Task directions: Reproduce the passage below about Jossef Krispel's solo show in full, word for word.

Text:
Jossef Krispel’s new solo show centers around the background.

The entire new series of paintings was created by spray paint, while the painting surfaces spread from canvases to sheets of Formica, to shelves, doors, and various pieces of furniture, as well as paper and cardboard. The paintings shift in their definition from tableau images to coatings and backgrounds. The exhibition’s title refers to backgrounds that function as decorations and coatings covering walls and architectural elements, and to the world of Oriental ornaments and patterns originating in Eastern cultures. It also draws parallels between the act of painting and decorating “empty” spaces that usually serve as the background of an image. However, the painted backgrounds here feature recurring motifs of reliefs and vase paintings from the dawn of civilization in the Mediterranean (Ancient Greece) and from Assyrian culture (Mesopotamia) – including images of hunted lions or lionesses, hunting scenes, and carnal scenes with a satyr figure.

Given material:
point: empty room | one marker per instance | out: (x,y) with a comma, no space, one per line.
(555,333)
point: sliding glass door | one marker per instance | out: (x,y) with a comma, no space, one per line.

Response for this exercise:
Jossef Krispel’s new solo show centers around the background.

The entire new series of paintings was created by spray paint, while the painting surfaces spread from canvases to sheets of Formica, to shelves, doors, and various pieces of furniture, as well as paper and cardboard. The paintings shift in their definition from tableau images to coatings and backgrounds. The exhibition’s title refers to backgrounds that function as decorations and coatings covering walls and architectural elements, and to the world of Oriental ornaments and patterns originating in Eastern cultures. It also draws parallels between the act of painting and decorating “empty” spaces that usually serve as the background of an image. However, the painted backgrounds here feature recurring motifs of reliefs and vase paintings from the dawn of civilization in the Mediterranean (Ancient Greece) and from Assyrian culture (Mesopotamia) – including images of hunted lions or lionesses, hunting scenes, and carnal scenes with a satyr figure.